[List of tasks]
1 – Please retype the part of the Sunteck excerpt starting with "Mr. Kamal Khetan" and going on through "Crest at Andheri.".
2 – Answer these questions from the Sunteck excerpt, marking each answer with the same letter:
(a) By what percentage did the Maharashtra cabinet reduce the premium fees paid by developers?
(b) What EBITDA margin is given across all the projects?
(c) Where is Sunteck Crest located?
3 – Write the next part of the Sunteck excerpt, following on from its last line.

In January 2021, the Maharashtra cabinet approved a 50% reduction in the premium fees paid by developers for ongoing and new projects between August 1 and December 31, 2021. As a result, Sunteck will be pre-paying premiums to the tune of 250 crores during FY22. The Co is confident of generating 35% ROE on these payments.

Mcap 6000 Cr

BV – 191

Revenue – 513Cr

PAT – 25.1Cr

P/E – 247

D/E – 0.18

EBITDA margin across all the projects are about 34%.

SUNTECK 3.0

Sunteck 3.0 is focused on three key priorities:

· One, maintain a strong balance sheet and cash flows.

· Two, continue to do marquee acquisitions in line with business development strategy.

· Third, building an exceptional team.

Mr. Kamal Khetan iterated “we have achieved strong sustained growth in both pre-sales and collections. In fact, on both the parameters this is our best ever performance till date.” explaining the kind of tailwinds real estate sector faces.

7 on going projects - Sunteck City 4th Avenue and Sunteck City Pinnacle at ODC, Sunteck Maxx World and Sunteck ONE World at Naigaon. Sunteck Icon and Sunteck BKC51 at BKC Junction and Sunteck Crest at Andheri.

Presales + Collection (FY22) = 1303Cr +1053Cr (best till date)

What lies ahead !

Rs. 1,800 crores sales of which at least 35% to 40% should come from the new launches. “Acquisition of close to 23 million square feet and aggressively looking at acquisitions and you will see this momentum continue for next at least 12-18 months going forward.”

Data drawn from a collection

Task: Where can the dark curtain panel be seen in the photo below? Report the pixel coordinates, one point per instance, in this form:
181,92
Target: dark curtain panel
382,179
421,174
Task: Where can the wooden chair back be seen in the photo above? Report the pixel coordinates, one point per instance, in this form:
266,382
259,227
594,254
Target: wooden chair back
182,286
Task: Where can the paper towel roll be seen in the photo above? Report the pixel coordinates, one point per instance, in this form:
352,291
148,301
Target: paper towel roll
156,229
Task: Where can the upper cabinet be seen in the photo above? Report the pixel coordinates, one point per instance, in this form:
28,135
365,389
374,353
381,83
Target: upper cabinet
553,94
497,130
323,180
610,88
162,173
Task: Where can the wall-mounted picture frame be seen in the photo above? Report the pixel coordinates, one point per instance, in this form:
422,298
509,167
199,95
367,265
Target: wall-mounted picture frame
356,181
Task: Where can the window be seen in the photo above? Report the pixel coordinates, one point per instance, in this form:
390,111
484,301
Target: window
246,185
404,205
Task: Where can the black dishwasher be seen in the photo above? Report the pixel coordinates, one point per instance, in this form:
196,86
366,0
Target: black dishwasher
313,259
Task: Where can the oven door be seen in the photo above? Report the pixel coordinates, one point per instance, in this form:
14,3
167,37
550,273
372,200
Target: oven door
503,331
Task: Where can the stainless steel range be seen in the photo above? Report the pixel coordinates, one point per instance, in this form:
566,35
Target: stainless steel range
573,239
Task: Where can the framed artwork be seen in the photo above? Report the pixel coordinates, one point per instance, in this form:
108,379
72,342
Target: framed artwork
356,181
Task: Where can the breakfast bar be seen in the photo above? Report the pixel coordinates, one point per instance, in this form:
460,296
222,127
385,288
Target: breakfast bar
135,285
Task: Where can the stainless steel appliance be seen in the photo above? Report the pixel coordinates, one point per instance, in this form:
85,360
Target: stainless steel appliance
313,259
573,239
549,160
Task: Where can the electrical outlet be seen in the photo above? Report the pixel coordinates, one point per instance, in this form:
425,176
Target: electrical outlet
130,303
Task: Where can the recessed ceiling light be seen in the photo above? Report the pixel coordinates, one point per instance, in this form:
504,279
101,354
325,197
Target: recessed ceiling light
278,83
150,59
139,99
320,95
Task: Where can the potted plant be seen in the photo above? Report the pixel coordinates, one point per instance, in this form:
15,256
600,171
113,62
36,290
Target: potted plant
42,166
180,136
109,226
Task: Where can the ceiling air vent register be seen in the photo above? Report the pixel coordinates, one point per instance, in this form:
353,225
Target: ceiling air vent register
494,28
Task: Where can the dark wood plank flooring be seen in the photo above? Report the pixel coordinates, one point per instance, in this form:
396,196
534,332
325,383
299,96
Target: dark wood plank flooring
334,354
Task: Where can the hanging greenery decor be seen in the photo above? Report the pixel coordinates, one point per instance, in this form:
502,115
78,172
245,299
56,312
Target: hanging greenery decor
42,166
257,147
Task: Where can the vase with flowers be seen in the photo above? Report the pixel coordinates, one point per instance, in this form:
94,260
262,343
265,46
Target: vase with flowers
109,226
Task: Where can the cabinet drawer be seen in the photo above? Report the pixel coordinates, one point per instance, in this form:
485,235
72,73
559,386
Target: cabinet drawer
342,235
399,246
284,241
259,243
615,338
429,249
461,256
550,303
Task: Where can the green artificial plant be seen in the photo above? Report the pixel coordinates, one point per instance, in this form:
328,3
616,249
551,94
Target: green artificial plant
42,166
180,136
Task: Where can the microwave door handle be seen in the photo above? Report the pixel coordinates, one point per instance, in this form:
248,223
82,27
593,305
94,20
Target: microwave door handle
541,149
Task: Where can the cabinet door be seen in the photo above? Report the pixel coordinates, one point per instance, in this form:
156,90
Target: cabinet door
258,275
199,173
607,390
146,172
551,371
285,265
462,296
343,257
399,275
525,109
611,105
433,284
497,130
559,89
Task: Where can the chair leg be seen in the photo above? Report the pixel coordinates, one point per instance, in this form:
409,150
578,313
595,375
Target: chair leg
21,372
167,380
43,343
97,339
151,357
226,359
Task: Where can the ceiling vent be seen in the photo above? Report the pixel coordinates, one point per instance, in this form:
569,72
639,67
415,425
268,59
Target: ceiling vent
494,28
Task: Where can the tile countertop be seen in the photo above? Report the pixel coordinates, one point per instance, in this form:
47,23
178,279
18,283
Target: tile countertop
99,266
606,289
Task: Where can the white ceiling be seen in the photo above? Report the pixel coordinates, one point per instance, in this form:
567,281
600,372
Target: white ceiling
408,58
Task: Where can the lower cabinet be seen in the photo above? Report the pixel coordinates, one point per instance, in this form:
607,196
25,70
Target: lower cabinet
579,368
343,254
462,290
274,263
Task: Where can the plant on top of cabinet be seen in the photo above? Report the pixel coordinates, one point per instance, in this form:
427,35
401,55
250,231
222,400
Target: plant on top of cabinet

[Written responses]
1 –
Mr. Kamal Khetan iterated “we have achieved strong sustained growth in both pre-sales and collections. In fact, on both the parameters this is our best ever performance till date.” explaining the kind of tailwinds real estate sector faces.

7 on going projects - Sunteck City 4th Avenue and Sunteck City Pinnacle at ODC, Sunteck Maxx World and Sunteck ONE World at Naigaon. Sunteck Icon and Sunteck BKC51 at BKC Junction and Sunteck Crest at Andheri.

2 –
(a) 50%
(b) About 34%
(c) Andheri

3 –
Targeting around Rs. 1,800 crores of pre-sales and some Rs. 28,000 crores of sales from the projects which are undertaken for many years to come. ( specifically 8 to 9 years because these are all projects which are like 50 acres, 100 acres and 150 acres i.e. Naigaon, it is 150 acres. 50 acres in Vasai and more than 50 acres in Shahad Kalayan)

Management talks about aggressive approach, maintaining balance sheet and nominal debt i.e. funding new acquisitions or JDA through internal accurals.

Accounting Methods

In project completion method you recognize the revenue and everything at the completion whereas some of the administrative costs and advertisement and marketing costs are accounted in the current year itself irrespective of the project getting completed or not. That eats into the profits of maybe the other projects but going forward because it will get balanced once every year the projects will be getting completed.

Customer advances are now getting booked into the balance sheet because of that the other current liabilities have gone up because earlier what used to happen is that customer advances used to get amortized.

Cash Position and Capital requirement

We don't need cash in spite of our acquisitions and that we are maintaining that we will continue to maintain our debt levels similar in spite of new acquisitions that is our strategy. We are hungry for the growth and we will continue to grow.”

No need to raise new capital i.e. to form a low debt high growth model. As the entire industry is going through tailwinds pre sales and collections will continue to pump the cash which will be used for further development and acquisitions. “The moment we do pre-sales, we are cash positive almost in every project what we launch.”

Approval and delivery cycle

It takes at least 6 to 9 months for approvals. “3 out of the 4 which is Andheri project which is Sunteck Crest and the BKC-2 junctions projects which are on the both the junctions of BKC, it is Sunteck Icon and Sunteck BKC51. All three these projects are almost 80%-90% complete. All the slabs are almost done. And I think we are very confident at least these three projects will be delivered in this current financial year itself and Pinnacle also maybe early next financial year.”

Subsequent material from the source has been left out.